=== Records supplied ===

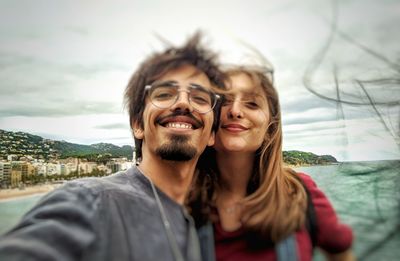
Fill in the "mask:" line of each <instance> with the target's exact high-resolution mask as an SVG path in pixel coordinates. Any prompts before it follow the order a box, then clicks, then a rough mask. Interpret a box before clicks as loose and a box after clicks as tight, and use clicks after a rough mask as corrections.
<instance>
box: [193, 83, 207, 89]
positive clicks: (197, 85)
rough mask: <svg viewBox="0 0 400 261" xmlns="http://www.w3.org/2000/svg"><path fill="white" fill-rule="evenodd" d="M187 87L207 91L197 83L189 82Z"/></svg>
mask: <svg viewBox="0 0 400 261" xmlns="http://www.w3.org/2000/svg"><path fill="white" fill-rule="evenodd" d="M189 85H190V86H193V87H196V88H199V89H202V90H205V91H207V88H205V87H204V86H203V85H200V84H198V83H192V82H191V83H190V84H189Z"/></svg>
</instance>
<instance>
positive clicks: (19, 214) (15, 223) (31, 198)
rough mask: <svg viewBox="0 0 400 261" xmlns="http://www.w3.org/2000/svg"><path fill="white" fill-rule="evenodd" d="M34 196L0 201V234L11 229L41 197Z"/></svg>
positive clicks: (38, 196) (28, 196)
mask: <svg viewBox="0 0 400 261" xmlns="http://www.w3.org/2000/svg"><path fill="white" fill-rule="evenodd" d="M43 195H44V194H36V195H32V196H26V197H19V198H15V199H9V200H4V201H0V234H3V233H5V232H7V231H8V230H9V229H11V228H12V227H13V226H14V225H15V224H16V223H18V221H19V220H20V219H21V217H22V216H23V215H24V214H25V213H26V212H27V211H28V210H29V209H30V208H32V206H33V205H34V204H35V203H36V202H37V201H38V200H39V199H40V198H41V197H42V196H43Z"/></svg>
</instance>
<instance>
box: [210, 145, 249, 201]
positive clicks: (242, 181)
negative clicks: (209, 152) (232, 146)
mask: <svg viewBox="0 0 400 261" xmlns="http://www.w3.org/2000/svg"><path fill="white" fill-rule="evenodd" d="M216 158H217V165H218V169H219V172H220V175H221V180H220V190H221V191H219V193H223V194H228V195H229V194H230V195H232V197H234V198H237V199H239V198H244V197H245V196H246V192H247V184H248V182H249V180H250V177H251V174H252V171H253V164H254V153H236V152H235V153H234V152H217V155H216Z"/></svg>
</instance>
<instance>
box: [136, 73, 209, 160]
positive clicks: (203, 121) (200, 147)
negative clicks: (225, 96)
mask: <svg viewBox="0 0 400 261" xmlns="http://www.w3.org/2000/svg"><path fill="white" fill-rule="evenodd" d="M164 81H165V82H175V83H176V84H179V86H180V88H181V89H186V88H187V86H189V85H193V84H195V85H200V86H202V87H204V88H205V89H207V90H211V87H210V86H211V83H210V81H209V79H208V77H207V76H206V75H205V74H204V73H202V72H199V71H198V70H197V69H196V68H195V67H194V66H191V65H184V66H182V67H179V68H178V69H175V70H172V71H170V72H168V73H166V74H165V75H163V76H162V77H161V78H159V79H158V80H157V82H164ZM213 120H214V115H213V111H212V110H211V111H210V112H207V113H205V114H201V113H198V112H196V111H195V110H193V107H192V106H191V104H190V103H189V97H188V93H187V92H184V91H181V92H179V96H178V100H177V101H176V103H175V104H174V105H172V106H171V107H170V108H167V109H161V108H159V107H156V106H155V105H153V103H152V102H151V101H150V99H149V97H148V95H147V97H146V102H145V109H144V112H143V125H144V127H143V129H142V128H140V127H139V125H138V124H134V129H135V132H134V135H135V137H136V138H137V139H142V140H143V144H142V153H143V157H146V156H145V155H146V154H147V153H150V154H153V155H156V156H159V157H160V158H161V159H164V160H173V161H188V160H191V159H194V158H195V159H197V158H198V156H199V155H200V153H201V152H203V150H204V148H205V147H206V146H207V145H209V146H211V145H213V144H214V133H212V132H211V128H212V124H213Z"/></svg>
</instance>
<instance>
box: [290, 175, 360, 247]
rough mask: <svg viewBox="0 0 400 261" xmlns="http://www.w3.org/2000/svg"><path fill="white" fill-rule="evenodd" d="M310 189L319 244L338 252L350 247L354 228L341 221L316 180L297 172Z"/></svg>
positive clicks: (352, 238)
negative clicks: (352, 231)
mask: <svg viewBox="0 0 400 261" xmlns="http://www.w3.org/2000/svg"><path fill="white" fill-rule="evenodd" d="M297 174H298V176H299V177H300V178H301V180H302V182H303V184H304V186H305V187H306V189H307V190H308V191H309V194H310V197H311V201H312V204H313V207H314V209H315V214H316V222H317V231H318V232H317V245H318V246H319V247H321V248H322V249H324V250H325V251H327V252H329V253H338V252H342V251H345V250H346V249H348V248H350V246H351V244H352V240H353V235H352V230H351V228H350V227H349V226H347V225H345V224H343V223H341V222H340V220H339V218H338V216H337V214H336V211H335V209H334V207H333V205H332V203H331V202H330V200H329V199H328V197H327V196H326V195H325V193H324V192H323V191H322V190H321V189H320V188H318V187H317V184H316V182H315V181H314V180H313V179H312V177H310V176H309V175H307V174H305V173H301V172H300V173H297Z"/></svg>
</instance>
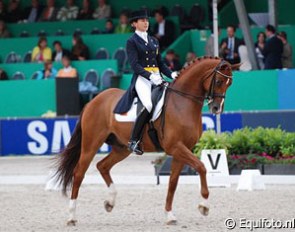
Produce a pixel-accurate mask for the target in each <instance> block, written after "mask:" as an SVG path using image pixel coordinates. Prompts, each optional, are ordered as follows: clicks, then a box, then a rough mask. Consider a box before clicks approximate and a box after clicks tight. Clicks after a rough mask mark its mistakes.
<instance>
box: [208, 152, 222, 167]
mask: <svg viewBox="0 0 295 232" xmlns="http://www.w3.org/2000/svg"><path fill="white" fill-rule="evenodd" d="M220 156H221V154H220V153H219V154H217V158H216V162H215V163H213V160H212V156H211V155H210V154H208V158H209V161H210V164H211V167H212V168H213V169H214V170H216V169H217V166H218V163H219V160H220Z"/></svg>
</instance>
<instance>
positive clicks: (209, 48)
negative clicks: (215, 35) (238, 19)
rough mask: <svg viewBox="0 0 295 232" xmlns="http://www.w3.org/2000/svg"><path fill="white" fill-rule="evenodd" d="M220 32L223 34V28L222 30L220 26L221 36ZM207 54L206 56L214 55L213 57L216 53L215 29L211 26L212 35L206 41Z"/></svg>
mask: <svg viewBox="0 0 295 232" xmlns="http://www.w3.org/2000/svg"><path fill="white" fill-rule="evenodd" d="M220 34H221V30H220V28H218V36H220ZM205 55H206V56H212V57H214V56H215V53H214V31H213V27H212V28H211V35H210V37H209V38H208V39H207V42H206V46H205ZM217 56H218V55H217Z"/></svg>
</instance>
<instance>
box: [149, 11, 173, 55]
mask: <svg viewBox="0 0 295 232" xmlns="http://www.w3.org/2000/svg"><path fill="white" fill-rule="evenodd" d="M155 19H156V24H155V25H154V30H153V35H154V36H155V37H156V38H157V39H158V40H159V44H160V48H161V49H162V50H163V49H165V48H167V47H168V46H169V45H170V44H171V43H172V42H173V40H174V35H175V28H174V24H173V22H171V21H169V20H166V19H165V14H164V13H163V11H162V10H156V11H155Z"/></svg>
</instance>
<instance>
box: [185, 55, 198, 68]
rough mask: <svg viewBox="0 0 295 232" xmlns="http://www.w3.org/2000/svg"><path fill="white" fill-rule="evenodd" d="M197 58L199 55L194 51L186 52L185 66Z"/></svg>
mask: <svg viewBox="0 0 295 232" xmlns="http://www.w3.org/2000/svg"><path fill="white" fill-rule="evenodd" d="M196 58H197V56H196V54H195V53H194V52H188V53H187V54H186V58H185V64H184V65H183V67H186V66H188V65H189V64H190V63H191V62H192V61H193V60H194V59H196Z"/></svg>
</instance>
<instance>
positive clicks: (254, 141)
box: [194, 127, 295, 165]
mask: <svg viewBox="0 0 295 232" xmlns="http://www.w3.org/2000/svg"><path fill="white" fill-rule="evenodd" d="M203 149H226V150H227V154H228V155H229V162H231V161H230V159H231V158H233V159H236V160H233V162H240V163H243V162H244V163H243V165H246V163H247V162H248V161H249V159H250V160H251V164H252V163H253V160H254V159H253V155H254V156H255V155H256V156H257V157H255V159H256V160H257V162H259V163H274V162H279V163H282V162H283V163H284V162H286V163H293V162H295V133H289V132H285V131H284V130H282V129H281V128H263V127H258V128H255V129H252V128H248V127H245V128H242V129H239V130H235V131H233V132H232V133H221V134H216V133H215V131H212V130H211V131H205V132H204V133H203V135H202V137H201V139H200V141H199V143H198V144H197V145H196V146H195V148H194V153H195V154H196V155H197V156H199V155H200V153H201V151H202V150H203ZM237 155H246V156H241V157H240V156H237ZM237 157H238V158H237ZM240 158H241V159H240ZM293 158H294V159H293ZM239 159H240V160H239ZM245 162H246V163H245Z"/></svg>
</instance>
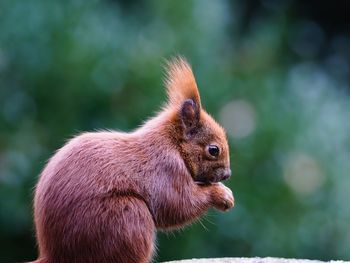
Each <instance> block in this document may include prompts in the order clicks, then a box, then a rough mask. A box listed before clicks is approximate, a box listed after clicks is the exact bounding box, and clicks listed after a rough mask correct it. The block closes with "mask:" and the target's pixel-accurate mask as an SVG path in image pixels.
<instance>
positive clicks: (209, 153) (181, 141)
mask: <svg viewBox="0 0 350 263" xmlns="http://www.w3.org/2000/svg"><path fill="white" fill-rule="evenodd" d="M165 84H166V87H167V93H168V97H169V101H168V104H167V108H169V109H171V110H172V111H173V112H174V119H173V123H174V126H173V127H175V128H173V129H172V131H173V132H172V136H173V139H174V142H175V144H176V146H177V147H178V150H179V152H180V154H181V156H182V158H183V160H184V162H185V164H186V166H187V169H188V170H189V172H190V173H191V175H192V177H193V179H194V181H196V182H201V183H213V182H219V181H222V180H225V179H228V178H229V177H230V175H231V169H230V158H229V147H228V143H227V137H226V133H225V131H224V129H223V128H222V127H221V126H220V125H219V124H218V123H217V122H216V121H215V120H214V119H213V118H212V117H211V116H210V115H209V114H208V113H206V112H205V111H204V110H203V109H202V106H201V101H200V96H199V92H198V88H197V84H196V81H195V78H194V76H193V73H192V70H191V67H190V65H189V64H188V63H187V62H186V60H185V59H183V58H176V59H174V60H172V61H171V62H169V63H168V71H167V78H166V82H165Z"/></svg>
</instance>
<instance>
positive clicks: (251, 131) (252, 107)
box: [219, 100, 256, 139]
mask: <svg viewBox="0 0 350 263" xmlns="http://www.w3.org/2000/svg"><path fill="white" fill-rule="evenodd" d="M219 118H220V121H221V123H222V124H223V126H224V127H225V129H226V131H227V132H228V134H229V135H230V136H232V137H233V138H235V139H243V138H245V137H247V136H249V135H250V134H251V133H252V132H253V131H254V130H255V127H256V121H255V120H256V114H255V110H254V108H253V106H252V105H251V104H250V103H249V102H247V101H245V100H237V101H231V102H229V103H228V104H226V105H225V106H224V107H223V108H222V109H221V112H220V116H219Z"/></svg>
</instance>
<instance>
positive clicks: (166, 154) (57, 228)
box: [34, 57, 234, 263]
mask: <svg viewBox="0 0 350 263" xmlns="http://www.w3.org/2000/svg"><path fill="white" fill-rule="evenodd" d="M165 85H166V89H167V94H168V102H167V103H166V105H165V106H164V107H163V108H162V110H161V111H160V112H159V113H158V114H157V116H155V117H154V118H152V119H150V120H148V121H147V122H145V124H144V125H143V126H141V127H140V128H138V129H136V130H135V131H133V132H130V133H124V132H117V131H102V132H88V133H83V134H81V135H79V136H77V137H75V138H73V139H71V140H70V141H68V142H67V143H66V144H65V145H64V146H63V147H62V148H61V149H59V150H58V151H57V152H56V154H55V155H53V157H52V158H51V159H50V160H49V162H48V163H47V165H46V167H45V168H44V170H43V171H42V173H41V175H40V178H39V181H38V183H37V185H36V189H35V197H34V221H35V227H36V237H37V242H38V246H39V258H38V259H37V260H36V261H35V262H37V263H38V262H47V263H54V262H59V263H65V262H76V263H78V262H84V263H88V262H106V263H107V262H120V263H132V262H134V263H146V262H150V261H151V260H152V256H153V253H154V250H155V231H156V229H160V230H171V229H176V228H179V227H182V226H184V225H186V224H189V223H190V222H192V221H194V220H195V219H197V218H199V217H200V216H201V215H202V214H204V213H205V212H206V211H207V210H208V209H209V208H210V207H215V208H217V209H219V210H222V211H226V210H228V209H230V208H232V207H233V205H234V199H233V195H232V192H231V190H230V189H229V188H227V187H226V186H224V185H223V184H222V183H221V182H220V181H222V180H225V179H227V178H228V177H230V175H231V170H230V160H229V148H228V143H227V138H226V134H225V131H224V129H223V128H222V127H221V126H220V125H219V124H218V123H216V122H215V120H214V119H213V118H212V117H211V116H210V115H208V113H206V112H205V111H204V110H203V108H202V105H201V101H200V96H199V92H198V88H197V84H196V81H195V78H194V76H193V73H192V69H191V67H190V65H189V64H188V63H187V61H186V60H185V59H184V58H181V57H178V58H175V59H173V60H172V61H170V62H169V63H168V67H167V78H166V81H165Z"/></svg>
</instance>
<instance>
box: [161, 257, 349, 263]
mask: <svg viewBox="0 0 350 263" xmlns="http://www.w3.org/2000/svg"><path fill="white" fill-rule="evenodd" d="M322 262H330V263H346V262H347V263H350V261H342V260H331V261H320V260H309V259H292V258H290V259H289V258H272V257H268V258H202V259H186V260H177V261H168V262H163V263H322Z"/></svg>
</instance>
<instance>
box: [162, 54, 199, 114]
mask: <svg viewBox="0 0 350 263" xmlns="http://www.w3.org/2000/svg"><path fill="white" fill-rule="evenodd" d="M166 70H167V74H166V79H165V86H166V88H167V93H168V98H169V102H168V105H169V106H170V107H173V106H175V107H180V106H181V105H182V104H183V102H184V101H185V100H187V99H191V100H192V101H193V102H194V103H195V104H196V105H197V107H198V108H200V105H201V102H200V96H199V92H198V88H197V84H196V80H195V78H194V76H193V72H192V69H191V66H190V65H189V64H188V62H187V61H186V59H185V58H183V57H181V56H178V57H175V58H173V59H172V60H170V61H167V65H166Z"/></svg>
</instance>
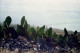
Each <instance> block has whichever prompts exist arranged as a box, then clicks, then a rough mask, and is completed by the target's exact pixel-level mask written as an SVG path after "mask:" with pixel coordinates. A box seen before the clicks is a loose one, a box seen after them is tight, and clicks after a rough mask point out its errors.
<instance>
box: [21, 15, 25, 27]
mask: <svg viewBox="0 0 80 53" xmlns="http://www.w3.org/2000/svg"><path fill="white" fill-rule="evenodd" d="M24 25H25V16H23V17H22V19H21V26H22V27H24Z"/></svg>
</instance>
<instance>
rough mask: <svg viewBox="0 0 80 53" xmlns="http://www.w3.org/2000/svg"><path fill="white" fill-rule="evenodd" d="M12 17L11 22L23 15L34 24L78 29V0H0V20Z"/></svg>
mask: <svg viewBox="0 0 80 53" xmlns="http://www.w3.org/2000/svg"><path fill="white" fill-rule="evenodd" d="M6 16H11V17H12V24H15V23H17V24H18V23H20V20H21V17H22V16H25V17H26V19H27V21H28V23H29V24H31V25H35V26H38V25H39V26H42V25H48V26H49V27H50V26H51V27H53V28H59V29H64V27H66V28H68V29H69V30H78V31H80V25H79V23H80V0H0V22H3V21H4V20H5V18H6Z"/></svg>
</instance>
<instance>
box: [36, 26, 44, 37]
mask: <svg viewBox="0 0 80 53" xmlns="http://www.w3.org/2000/svg"><path fill="white" fill-rule="evenodd" d="M44 29H45V25H44V26H42V27H41V28H40V29H39V30H38V31H37V36H38V37H39V38H44V36H43V34H44Z"/></svg>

===

== Problem description ==
List every line above that holds the word "approximate".

== Solution ==
Produce a pixel-accurate mask for the target in each <instance> block, written after "mask:" as an SVG path using image pixel coordinates. Prompts, each optional, are ordered as follows: clicks, then a box, then a rough mask. Consider a box before clicks approximate and a box after clicks tight. Clicks after a rough mask mark its mistakes.
Each <instance> block in this document may include prompts in the order clicks, then a box, then a rough mask. A box listed before clicks is approximate, a box listed after clicks is the exact bounding box, and clicks listed after a rough mask correct it. The block closes with "mask:" and the target's pixel-accurate mask as an SVG path in image pixels.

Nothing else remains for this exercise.